[Consigne] Recopiez mot pour mot le passage de l'extrait sur les juifs d'Italie compris entre "Vladimir Jabotinsky (centre, avec" et "et en France.", ces deux bornes incluses.

[Extrait choisi]
^^^^

Vladimir Jabotinsky (centre, avec une canne) et des dirigrants du Betar, 1928
Des juifs ont compté parmi les combattants les plus déterminés dans la lutte contre le fascisme au XXe siècle. Mais d’autres ont ouvertement affiché des idées fascistes. Leur histoire débute en Italie, s’étend en Europe centrale puis en Palestine. Elle se poursuit aujourd’hui en Israël et en France.
Les troupes de Napoléon Bonaparte, parties combattre les Autrichiens qui occupent alors le nord de l’Italie, apportent la liberté politique aux juifs italiens en 1796. Les portes des ghettos sont arrachées et brûlées, les notables juifs peuvent siéger dans les municipalités. La population juive en Italie est alors estimée à 30 000 personnes. Avec la chute de Napoléon, la condition des juifs est remise en question : les autorités catholiques les avaient identifiés aux Français athées. Ils sont alors victimes d’émeutes antijuives tandis qu’on retourne aux lois anciennes les concernant, particulièrement dans les États pontificaux. Ainsi le ghetto de Rome est rétabli.
PROTAGONISTES DE LA MARCHE SUR ROME
La participation de certains juifs à la cause nationale du Risorgimento fut enthousiaste, et des banquiers juifs financent les insurrections anti-autrichiennes dès 1830. Isacco Artom, issu d’une famille aisée du Piémont, volontaire en 1848 contre l’Autriche, devint le secrétaire particulier du comte de Cavour, figure de proue du nationalisme italien. En 1871, onze députés juifs siègent dans le premier parlement de la nouvelle Italie, contre huit au Royaume-Uni, six en France et quatre en Prusse. Le judaïsme italien fournit le premier ministre de la guerre juif de l’histoire moderne : Giuseppe Ottolenghi, et deux premiers ministres : Luigi Luzzati et son prédécesseur Sidney Sonnino. Ernesto Nathan est maire de Rome de 1907 à 1913. Des juifs font bâtir des synagogues monumentales à Turin, puis à Florence et à Rome. En 1911, l’Italie conquiert sur l’empire ottoman les colonies de Cyrénaïque et de Tripolitaine où habite une communauté juive de plusieurs dizaines de milliers de personnes.

^^^^

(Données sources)
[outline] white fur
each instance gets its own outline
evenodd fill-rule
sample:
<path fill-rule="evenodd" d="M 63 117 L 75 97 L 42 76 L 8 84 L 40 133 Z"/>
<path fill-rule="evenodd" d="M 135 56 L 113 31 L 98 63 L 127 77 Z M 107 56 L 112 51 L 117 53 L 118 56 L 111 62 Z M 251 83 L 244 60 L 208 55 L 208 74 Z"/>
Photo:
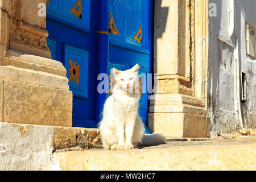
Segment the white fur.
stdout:
<path fill-rule="evenodd" d="M 112 95 L 104 105 L 103 118 L 100 123 L 106 150 L 131 149 L 139 143 L 143 144 L 142 139 L 145 129 L 138 114 L 139 69 L 138 64 L 125 71 L 113 69 L 115 83 Z M 152 144 L 165 143 L 165 138 L 162 137 L 160 139 L 151 137 Z M 149 145 L 150 140 L 145 138 L 145 144 Z"/>

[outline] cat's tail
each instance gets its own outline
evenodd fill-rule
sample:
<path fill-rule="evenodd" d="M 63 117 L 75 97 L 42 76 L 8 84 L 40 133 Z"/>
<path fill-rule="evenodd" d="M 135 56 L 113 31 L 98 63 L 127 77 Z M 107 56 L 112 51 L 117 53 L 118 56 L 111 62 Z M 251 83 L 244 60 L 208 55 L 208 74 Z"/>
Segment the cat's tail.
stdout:
<path fill-rule="evenodd" d="M 153 146 L 166 143 L 166 138 L 159 134 L 153 134 L 148 136 L 144 136 L 139 143 L 138 146 Z"/>

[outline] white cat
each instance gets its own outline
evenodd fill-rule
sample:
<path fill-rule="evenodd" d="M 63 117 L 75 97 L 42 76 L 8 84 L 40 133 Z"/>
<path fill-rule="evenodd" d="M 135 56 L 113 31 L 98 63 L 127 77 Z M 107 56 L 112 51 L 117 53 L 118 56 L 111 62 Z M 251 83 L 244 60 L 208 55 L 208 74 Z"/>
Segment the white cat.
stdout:
<path fill-rule="evenodd" d="M 137 64 L 121 71 L 113 68 L 115 85 L 112 95 L 106 101 L 100 130 L 106 150 L 126 150 L 166 143 L 160 134 L 143 136 L 145 129 L 138 114 L 139 80 Z"/>

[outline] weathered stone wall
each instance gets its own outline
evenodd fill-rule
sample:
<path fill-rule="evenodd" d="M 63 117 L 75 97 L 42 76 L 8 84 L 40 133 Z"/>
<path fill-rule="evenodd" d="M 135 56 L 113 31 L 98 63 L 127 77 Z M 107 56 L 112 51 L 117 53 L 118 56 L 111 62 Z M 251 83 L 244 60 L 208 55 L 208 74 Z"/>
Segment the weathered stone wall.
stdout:
<path fill-rule="evenodd" d="M 0 1 L 0 122 L 72 126 L 67 71 L 50 59 L 46 0 Z"/>
<path fill-rule="evenodd" d="M 207 1 L 155 1 L 155 93 L 148 119 L 153 132 L 209 136 L 207 9 Z"/>
<path fill-rule="evenodd" d="M 98 129 L 0 123 L 0 170 L 59 170 L 54 151 L 102 146 Z"/>
<path fill-rule="evenodd" d="M 237 131 L 242 125 L 254 128 L 256 125 L 253 109 L 256 106 L 256 61 L 246 56 L 245 29 L 246 21 L 256 25 L 256 14 L 251 8 L 256 2 L 237 0 L 236 9 L 230 14 L 229 1 L 210 0 L 209 4 L 212 3 L 217 6 L 217 14 L 209 16 L 208 90 L 211 136 Z M 230 20 L 230 16 L 234 17 L 234 22 Z M 247 97 L 244 103 L 241 102 L 241 70 L 246 73 Z"/>
<path fill-rule="evenodd" d="M 245 127 L 256 127 L 256 60 L 246 55 L 245 24 L 256 30 L 255 1 L 236 1 L 236 30 L 239 50 L 240 69 L 246 73 L 246 101 L 241 103 L 241 111 Z M 255 40 L 256 41 L 256 40 Z"/>

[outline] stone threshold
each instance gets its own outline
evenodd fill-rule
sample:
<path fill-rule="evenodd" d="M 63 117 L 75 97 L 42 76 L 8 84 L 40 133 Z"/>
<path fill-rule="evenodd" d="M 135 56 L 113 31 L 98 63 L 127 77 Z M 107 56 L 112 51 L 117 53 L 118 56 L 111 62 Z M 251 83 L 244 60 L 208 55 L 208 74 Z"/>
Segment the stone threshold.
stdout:
<path fill-rule="evenodd" d="M 14 127 L 19 131 L 22 137 L 29 137 L 30 133 L 38 128 L 44 128 L 43 130 L 49 130 L 52 135 L 44 136 L 44 133 L 39 133 L 38 137 L 50 138 L 52 140 L 53 152 L 69 151 L 81 151 L 89 149 L 102 149 L 102 143 L 98 129 L 81 127 L 69 127 L 45 125 L 19 124 L 14 123 L 0 123 L 7 125 L 7 127 Z M 255 133 L 255 131 L 254 131 Z M 255 135 L 255 134 L 253 134 Z M 145 135 L 148 135 L 145 134 Z M 221 134 L 212 138 L 167 138 L 167 143 L 174 142 L 207 141 L 216 139 L 236 139 L 242 135 L 239 133 Z"/>

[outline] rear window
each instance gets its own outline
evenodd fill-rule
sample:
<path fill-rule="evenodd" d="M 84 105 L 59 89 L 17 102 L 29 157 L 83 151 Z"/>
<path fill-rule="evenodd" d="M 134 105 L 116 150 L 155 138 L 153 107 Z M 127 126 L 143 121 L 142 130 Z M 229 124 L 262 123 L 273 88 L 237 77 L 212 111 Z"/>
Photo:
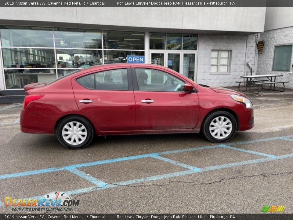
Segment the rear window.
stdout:
<path fill-rule="evenodd" d="M 127 69 L 118 69 L 87 75 L 76 79 L 87 89 L 128 90 Z"/>
<path fill-rule="evenodd" d="M 73 72 L 70 72 L 67 74 L 66 74 L 66 75 L 64 75 L 63 76 L 61 76 L 60 78 L 58 78 L 58 79 L 56 79 L 53 80 L 53 81 L 50 82 L 49 82 L 49 83 L 47 83 L 46 85 L 48 85 L 49 84 L 51 84 L 51 83 L 52 82 L 56 82 L 56 81 L 57 81 L 58 80 L 59 80 L 59 79 L 63 79 L 63 78 L 65 78 L 65 77 L 67 77 L 67 76 L 69 76 L 70 75 L 72 75 L 72 74 L 74 74 L 75 73 L 78 72 L 79 72 L 80 71 L 81 71 L 81 70 L 75 70 L 75 71 L 74 71 Z"/>

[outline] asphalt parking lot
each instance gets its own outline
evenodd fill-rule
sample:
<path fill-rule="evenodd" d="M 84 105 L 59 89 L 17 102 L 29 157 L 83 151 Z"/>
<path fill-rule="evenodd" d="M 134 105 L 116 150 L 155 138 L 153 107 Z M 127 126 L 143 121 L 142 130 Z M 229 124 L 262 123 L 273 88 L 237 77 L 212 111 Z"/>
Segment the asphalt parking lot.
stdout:
<path fill-rule="evenodd" d="M 255 127 L 221 144 L 200 134 L 108 136 L 70 150 L 21 132 L 21 104 L 0 105 L 0 213 L 17 212 L 5 196 L 59 191 L 80 200 L 74 213 L 292 213 L 293 90 L 246 94 Z"/>

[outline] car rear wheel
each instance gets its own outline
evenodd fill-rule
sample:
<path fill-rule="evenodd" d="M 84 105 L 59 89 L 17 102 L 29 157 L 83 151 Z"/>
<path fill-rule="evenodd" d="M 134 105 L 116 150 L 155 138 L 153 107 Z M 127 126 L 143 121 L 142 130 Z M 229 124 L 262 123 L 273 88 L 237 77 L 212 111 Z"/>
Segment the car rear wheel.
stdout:
<path fill-rule="evenodd" d="M 236 120 L 227 112 L 216 112 L 209 116 L 204 121 L 204 134 L 212 142 L 228 141 L 235 134 L 237 127 Z"/>
<path fill-rule="evenodd" d="M 57 135 L 63 146 L 70 149 L 81 149 L 92 141 L 93 131 L 86 119 L 79 116 L 70 116 L 63 119 L 58 125 Z"/>

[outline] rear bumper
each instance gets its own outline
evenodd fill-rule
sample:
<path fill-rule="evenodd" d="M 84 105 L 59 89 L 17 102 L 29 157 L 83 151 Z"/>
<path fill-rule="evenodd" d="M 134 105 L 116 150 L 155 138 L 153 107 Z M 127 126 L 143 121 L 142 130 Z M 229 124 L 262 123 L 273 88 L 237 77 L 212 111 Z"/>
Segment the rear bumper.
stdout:
<path fill-rule="evenodd" d="M 20 130 L 25 133 L 53 134 L 55 122 L 49 117 L 34 116 L 23 109 L 20 113 Z"/>
<path fill-rule="evenodd" d="M 239 130 L 248 130 L 254 126 L 253 108 L 246 108 L 245 106 L 240 104 L 236 110 L 239 119 Z"/>

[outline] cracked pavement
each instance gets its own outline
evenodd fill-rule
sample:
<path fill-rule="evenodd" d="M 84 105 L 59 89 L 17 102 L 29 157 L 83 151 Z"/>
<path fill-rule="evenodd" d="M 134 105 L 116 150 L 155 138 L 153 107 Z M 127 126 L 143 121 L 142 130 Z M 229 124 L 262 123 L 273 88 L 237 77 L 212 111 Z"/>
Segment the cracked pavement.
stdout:
<path fill-rule="evenodd" d="M 246 94 L 255 106 L 255 127 L 237 133 L 227 145 L 293 135 L 293 91 L 262 92 Z M 11 105 L 0 105 L 0 175 L 211 145 L 200 134 L 108 136 L 95 138 L 85 149 L 70 150 L 54 136 L 21 133 L 14 123 L 21 106 L 14 105 L 5 109 Z M 233 146 L 276 156 L 293 153 L 293 141 L 286 140 Z M 199 168 L 263 157 L 222 148 L 162 156 Z M 117 187 L 71 195 L 80 201 L 72 211 L 260 213 L 264 205 L 284 205 L 283 213 L 293 213 L 292 167 L 290 157 L 122 185 L 119 183 L 187 169 L 151 157 L 81 167 L 85 174 Z M 0 202 L 5 196 L 26 198 L 55 191 L 99 189 L 66 170 L 1 179 L 0 183 Z M 14 212 L 11 207 L 0 207 L 0 212 Z"/>

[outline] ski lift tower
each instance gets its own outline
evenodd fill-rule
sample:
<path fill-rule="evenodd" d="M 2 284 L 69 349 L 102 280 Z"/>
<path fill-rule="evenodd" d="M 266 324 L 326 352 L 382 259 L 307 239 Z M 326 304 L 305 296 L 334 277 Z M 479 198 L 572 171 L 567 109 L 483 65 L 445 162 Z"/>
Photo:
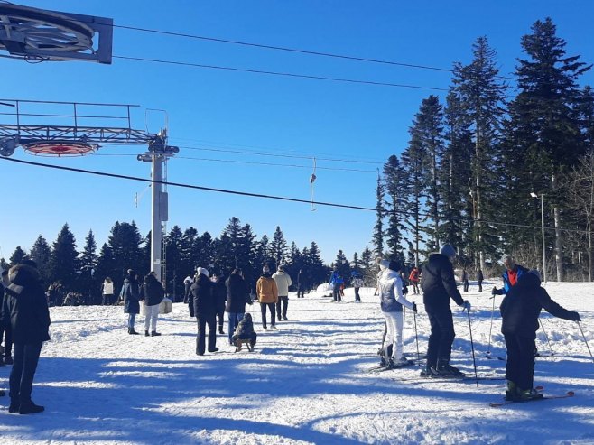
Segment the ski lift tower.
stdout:
<path fill-rule="evenodd" d="M 0 53 L 9 59 L 26 61 L 83 60 L 111 64 L 113 20 L 13 5 L 0 0 Z M 49 106 L 52 111 L 22 111 L 23 105 Z M 162 278 L 162 222 L 167 220 L 167 194 L 162 191 L 162 166 L 179 151 L 167 145 L 167 132 L 151 134 L 132 128 L 130 109 L 122 104 L 82 104 L 33 100 L 1 99 L 0 106 L 14 112 L 0 113 L 12 120 L 0 122 L 0 156 L 12 156 L 22 146 L 27 153 L 42 156 L 82 156 L 98 150 L 103 144 L 148 144 L 149 150 L 138 156 L 153 164 L 153 224 L 151 230 L 151 269 Z M 55 111 L 67 107 L 69 112 Z M 86 107 L 121 110 L 125 116 L 106 113 L 81 113 Z M 54 125 L 26 122 L 27 117 L 68 119 Z M 97 119 L 120 119 L 125 125 L 97 125 Z M 89 124 L 88 119 L 91 119 Z M 121 120 L 123 119 L 123 121 Z"/>

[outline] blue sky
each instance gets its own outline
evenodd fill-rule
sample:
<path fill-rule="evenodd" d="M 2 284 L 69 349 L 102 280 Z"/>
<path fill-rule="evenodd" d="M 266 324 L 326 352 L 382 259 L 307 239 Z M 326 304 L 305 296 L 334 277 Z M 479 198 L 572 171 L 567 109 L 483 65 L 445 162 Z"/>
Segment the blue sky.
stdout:
<path fill-rule="evenodd" d="M 594 3 L 559 1 L 31 1 L 29 6 L 98 15 L 116 25 L 379 59 L 450 69 L 468 63 L 482 35 L 497 51 L 503 75 L 523 57 L 520 39 L 538 19 L 551 16 L 569 55 L 594 62 Z M 570 6 L 571 5 L 571 6 Z M 450 73 L 379 65 L 116 28 L 114 55 L 176 60 L 311 76 L 447 88 Z M 0 55 L 5 54 L 0 52 Z M 444 91 L 274 77 L 114 59 L 30 64 L 0 58 L 0 97 L 137 104 L 133 125 L 156 132 L 167 111 L 170 144 L 181 146 L 168 179 L 206 187 L 310 199 L 311 159 L 317 157 L 315 198 L 375 206 L 376 173 L 400 153 L 421 101 Z M 594 84 L 588 73 L 582 84 Z M 2 116 L 0 116 L 2 117 Z M 2 122 L 2 119 L 0 119 Z M 79 158 L 14 157 L 139 177 L 145 148 L 103 146 Z M 229 151 L 241 153 L 229 153 Z M 266 155 L 255 153 L 266 153 Z M 107 155 L 108 154 L 108 155 Z M 117 155 L 116 155 L 117 154 Z M 331 158 L 340 161 L 322 161 Z M 206 161 L 209 159 L 210 161 Z M 348 162 L 347 162 L 348 161 Z M 255 163 L 238 163 L 255 162 Z M 270 164 L 291 164 L 279 166 Z M 299 167 L 296 167 L 298 165 Z M 325 170 L 325 169 L 339 170 Z M 353 171 L 355 170 L 355 171 Z M 38 235 L 49 242 L 68 222 L 79 247 L 89 229 L 100 245 L 116 220 L 150 229 L 145 184 L 0 162 L 4 185 L 0 255 Z M 370 245 L 373 212 L 242 198 L 171 187 L 168 229 L 190 226 L 218 236 L 231 217 L 249 223 L 258 239 L 280 226 L 302 248 L 315 240 L 331 262 L 339 249 L 349 259 Z"/>

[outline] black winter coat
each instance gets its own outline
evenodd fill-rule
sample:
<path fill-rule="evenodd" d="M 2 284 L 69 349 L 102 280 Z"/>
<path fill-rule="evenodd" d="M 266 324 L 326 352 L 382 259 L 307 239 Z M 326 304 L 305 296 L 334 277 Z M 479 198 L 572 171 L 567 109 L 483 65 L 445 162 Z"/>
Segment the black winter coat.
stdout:
<path fill-rule="evenodd" d="M 578 312 L 567 311 L 551 300 L 536 276 L 523 274 L 501 301 L 501 332 L 536 338 L 538 316 L 543 308 L 561 319 L 577 320 L 579 318 Z"/>
<path fill-rule="evenodd" d="M 210 279 L 203 273 L 198 276 L 198 280 L 191 285 L 190 292 L 192 298 L 190 299 L 190 314 L 192 317 L 215 317 L 216 304 L 213 292 L 214 284 Z"/>
<path fill-rule="evenodd" d="M 232 273 L 227 279 L 225 285 L 227 286 L 225 311 L 231 313 L 245 313 L 246 303 L 252 303 L 246 280 L 237 273 Z"/>
<path fill-rule="evenodd" d="M 39 272 L 16 264 L 8 272 L 11 284 L 5 291 L 2 320 L 13 329 L 14 344 L 32 345 L 50 339 L 50 310 Z"/>
<path fill-rule="evenodd" d="M 140 289 L 136 280 L 130 276 L 124 280 L 120 297 L 124 299 L 125 313 L 140 313 Z"/>
<path fill-rule="evenodd" d="M 422 268 L 422 302 L 426 308 L 439 310 L 450 306 L 451 298 L 459 306 L 464 302 L 456 289 L 454 266 L 448 257 L 441 254 L 432 254 L 429 262 Z"/>
<path fill-rule="evenodd" d="M 219 277 L 217 283 L 213 283 L 213 292 L 215 294 L 215 306 L 217 312 L 225 311 L 225 302 L 227 301 L 227 286 L 223 277 Z"/>
<path fill-rule="evenodd" d="M 144 300 L 147 306 L 155 306 L 162 301 L 164 296 L 165 291 L 157 278 L 154 275 L 146 275 L 140 288 L 140 300 Z"/>

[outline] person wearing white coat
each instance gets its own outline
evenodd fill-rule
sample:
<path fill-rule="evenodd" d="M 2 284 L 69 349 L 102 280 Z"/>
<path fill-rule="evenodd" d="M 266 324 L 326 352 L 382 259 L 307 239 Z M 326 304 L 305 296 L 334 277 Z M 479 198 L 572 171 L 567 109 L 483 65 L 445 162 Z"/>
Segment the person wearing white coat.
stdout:
<path fill-rule="evenodd" d="M 388 367 L 399 367 L 408 364 L 404 355 L 403 306 L 416 312 L 416 304 L 409 301 L 403 295 L 403 282 L 400 278 L 400 266 L 396 262 L 381 260 L 379 262 L 381 275 L 378 280 L 379 299 L 382 313 L 385 318 L 387 336 L 384 343 L 384 357 L 388 361 Z M 392 356 L 388 353 L 390 344 Z"/>

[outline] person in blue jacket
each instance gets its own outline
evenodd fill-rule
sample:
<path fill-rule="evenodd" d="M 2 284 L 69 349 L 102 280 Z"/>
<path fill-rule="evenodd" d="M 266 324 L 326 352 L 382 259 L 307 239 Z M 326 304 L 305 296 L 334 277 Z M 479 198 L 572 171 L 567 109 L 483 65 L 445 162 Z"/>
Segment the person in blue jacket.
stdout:
<path fill-rule="evenodd" d="M 342 298 L 340 297 L 340 284 L 344 282 L 344 279 L 340 276 L 340 273 L 339 273 L 339 268 L 334 266 L 329 281 L 329 284 L 332 286 L 333 301 L 342 301 Z"/>

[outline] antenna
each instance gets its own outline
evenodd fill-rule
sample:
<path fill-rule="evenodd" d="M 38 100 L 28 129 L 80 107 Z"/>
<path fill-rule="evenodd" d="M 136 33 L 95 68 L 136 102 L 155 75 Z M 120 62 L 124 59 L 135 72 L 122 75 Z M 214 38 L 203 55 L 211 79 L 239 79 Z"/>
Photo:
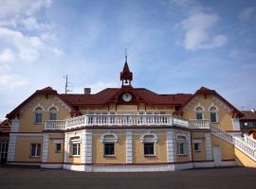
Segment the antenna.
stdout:
<path fill-rule="evenodd" d="M 71 87 L 68 85 L 68 76 L 65 75 L 64 76 L 64 79 L 65 79 L 65 82 L 64 82 L 64 94 L 67 94 L 68 92 L 71 92 L 71 90 L 68 90 L 68 87 Z"/>
<path fill-rule="evenodd" d="M 124 49 L 125 62 L 127 63 L 127 47 Z"/>

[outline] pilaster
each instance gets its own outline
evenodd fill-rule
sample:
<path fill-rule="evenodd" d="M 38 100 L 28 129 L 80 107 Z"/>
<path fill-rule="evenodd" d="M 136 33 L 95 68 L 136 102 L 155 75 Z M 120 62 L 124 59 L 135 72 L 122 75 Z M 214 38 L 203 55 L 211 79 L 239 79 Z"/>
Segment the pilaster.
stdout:
<path fill-rule="evenodd" d="M 15 161 L 15 148 L 16 148 L 16 135 L 9 133 L 9 147 L 8 147 L 8 161 Z"/>
<path fill-rule="evenodd" d="M 167 161 L 174 163 L 176 161 L 176 140 L 175 131 L 167 131 Z"/>
<path fill-rule="evenodd" d="M 205 133 L 207 160 L 212 160 L 210 133 Z"/>
<path fill-rule="evenodd" d="M 133 163 L 133 132 L 126 131 L 126 163 Z"/>
<path fill-rule="evenodd" d="M 49 146 L 49 134 L 44 134 L 43 154 L 42 161 L 46 163 L 48 161 L 48 146 Z"/>

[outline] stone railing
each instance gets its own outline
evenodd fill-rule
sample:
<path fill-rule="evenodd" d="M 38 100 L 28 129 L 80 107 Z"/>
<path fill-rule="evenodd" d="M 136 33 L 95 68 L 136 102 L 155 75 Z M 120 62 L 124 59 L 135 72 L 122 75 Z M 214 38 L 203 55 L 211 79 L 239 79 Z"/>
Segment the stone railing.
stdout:
<path fill-rule="evenodd" d="M 211 129 L 211 133 L 229 143 L 233 144 L 233 136 L 228 132 L 226 132 L 225 130 L 222 130 L 214 126 L 210 127 Z"/>
<path fill-rule="evenodd" d="M 190 128 L 210 129 L 210 122 L 208 120 L 190 120 Z"/>
<path fill-rule="evenodd" d="M 254 147 L 256 149 L 256 140 L 253 138 L 250 138 L 248 135 L 245 134 L 244 135 L 244 141 L 248 144 L 249 146 L 251 146 L 252 147 Z"/>
<path fill-rule="evenodd" d="M 252 160 L 256 161 L 256 148 L 248 145 L 246 141 L 244 141 L 242 138 L 233 137 L 233 144 L 234 146 L 243 151 L 245 154 L 247 154 L 248 157 L 250 157 Z"/>
<path fill-rule="evenodd" d="M 136 126 L 166 126 L 181 127 L 188 129 L 210 129 L 206 120 L 190 122 L 181 117 L 171 114 L 150 114 L 150 115 L 128 115 L 128 114 L 99 114 L 82 115 L 64 121 L 46 121 L 45 129 L 70 129 L 81 127 L 136 127 Z"/>

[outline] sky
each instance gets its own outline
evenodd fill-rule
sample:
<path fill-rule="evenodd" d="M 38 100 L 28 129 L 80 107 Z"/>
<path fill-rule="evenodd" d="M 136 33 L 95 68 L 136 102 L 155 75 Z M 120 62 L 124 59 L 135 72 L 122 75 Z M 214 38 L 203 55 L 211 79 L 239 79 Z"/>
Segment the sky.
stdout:
<path fill-rule="evenodd" d="M 216 90 L 256 109 L 256 1 L 0 0 L 0 120 L 36 90 Z"/>

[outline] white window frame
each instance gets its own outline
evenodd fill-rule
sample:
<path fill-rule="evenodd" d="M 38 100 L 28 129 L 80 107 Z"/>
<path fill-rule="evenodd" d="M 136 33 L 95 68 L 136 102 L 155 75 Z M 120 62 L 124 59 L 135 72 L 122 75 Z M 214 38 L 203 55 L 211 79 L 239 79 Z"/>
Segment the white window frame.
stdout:
<path fill-rule="evenodd" d="M 38 111 L 38 109 L 41 109 L 40 111 Z M 40 125 L 43 123 L 43 112 L 44 112 L 44 109 L 42 109 L 42 107 L 36 107 L 34 109 L 34 124 L 36 125 Z M 41 122 L 37 122 L 37 114 L 41 114 Z"/>
<path fill-rule="evenodd" d="M 74 151 L 73 151 L 73 146 L 74 145 L 78 145 L 79 146 L 79 148 L 77 147 L 77 149 L 79 149 L 79 154 L 74 154 Z M 81 139 L 80 138 L 75 138 L 75 139 L 72 139 L 70 140 L 70 145 L 69 145 L 69 154 L 72 156 L 72 157 L 80 157 L 81 156 Z"/>
<path fill-rule="evenodd" d="M 101 136 L 101 142 L 103 145 L 103 157 L 116 157 L 116 143 L 118 143 L 118 135 L 114 132 L 106 132 Z M 114 154 L 105 154 L 105 145 L 114 144 Z"/>
<path fill-rule="evenodd" d="M 61 149 L 60 150 L 57 149 L 58 145 L 61 146 Z M 56 153 L 60 153 L 61 151 L 62 151 L 62 144 L 61 143 L 55 143 L 55 152 Z"/>
<path fill-rule="evenodd" d="M 146 138 L 146 137 L 151 137 L 151 138 Z M 149 131 L 149 132 L 146 132 L 144 133 L 142 136 L 140 136 L 140 143 L 143 144 L 143 154 L 144 154 L 144 157 L 155 157 L 156 156 L 156 143 L 158 141 L 158 138 L 156 136 L 156 134 Z M 147 144 L 147 143 L 153 143 L 154 144 L 154 153 L 153 154 L 145 154 L 145 151 L 144 151 L 144 144 Z"/>
<path fill-rule="evenodd" d="M 215 111 L 211 111 L 210 110 L 211 108 L 214 108 Z M 218 107 L 211 104 L 211 106 L 209 107 L 208 111 L 210 112 L 210 123 L 213 123 L 213 124 L 218 123 L 219 122 L 219 118 L 218 118 L 218 111 L 219 111 L 219 109 L 218 109 Z M 215 113 L 216 122 L 211 122 L 211 113 Z"/>
<path fill-rule="evenodd" d="M 179 139 L 179 137 L 183 137 L 185 139 Z M 189 154 L 189 142 L 188 137 L 183 134 L 176 135 L 176 144 L 177 144 L 177 155 L 178 156 L 188 156 Z M 183 145 L 183 151 L 184 153 L 180 152 L 180 145 Z"/>
<path fill-rule="evenodd" d="M 32 146 L 35 145 L 35 154 L 32 154 Z M 40 155 L 38 155 L 38 147 L 40 146 Z M 30 157 L 31 158 L 40 158 L 42 154 L 42 148 L 41 148 L 41 144 L 39 143 L 32 143 L 30 144 Z"/>

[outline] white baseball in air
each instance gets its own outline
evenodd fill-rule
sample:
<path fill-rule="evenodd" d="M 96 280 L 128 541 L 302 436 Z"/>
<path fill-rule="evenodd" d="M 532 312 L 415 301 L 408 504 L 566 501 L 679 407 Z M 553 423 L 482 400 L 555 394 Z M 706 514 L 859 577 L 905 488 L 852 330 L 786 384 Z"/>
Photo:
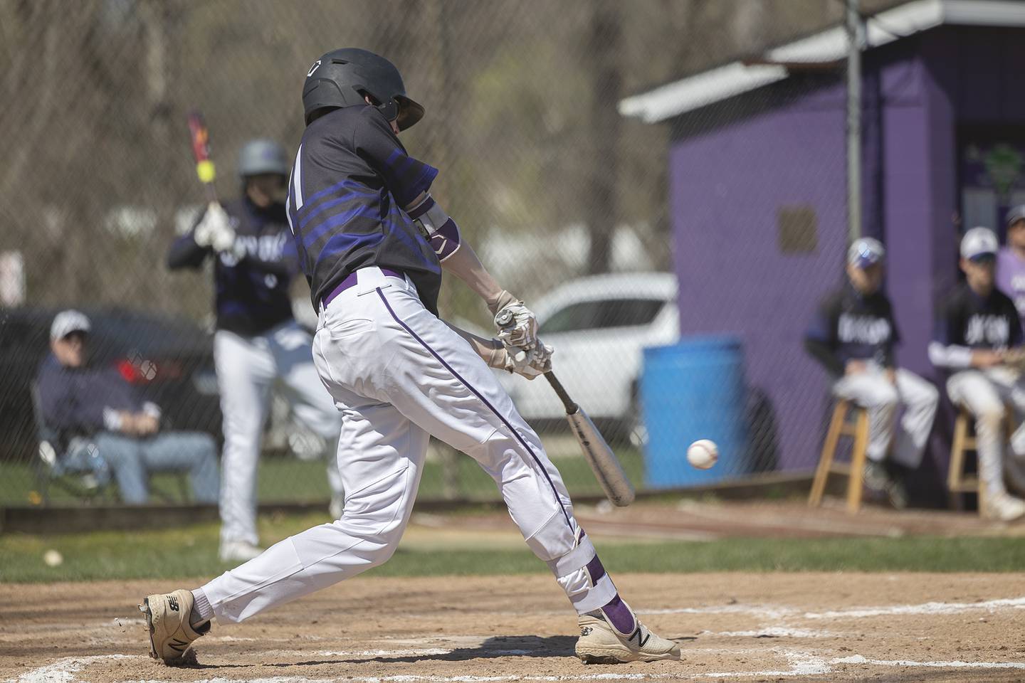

^^^^

[Réponse]
Vladimir Jabotinsky (centre, avec une canne) et des dirigrants du Betar, 1928
Des juifs ont compté parmi les combattants les plus déterminés dans la lutte contre le fascisme au XXe siècle. Mais d’autres ont ouvertement affiché des idées fascistes. Leur histoire débute en Italie, s’étend en Europe centrale puis en Palestine. Elle se poursuit aujourd’hui en Israël et en France.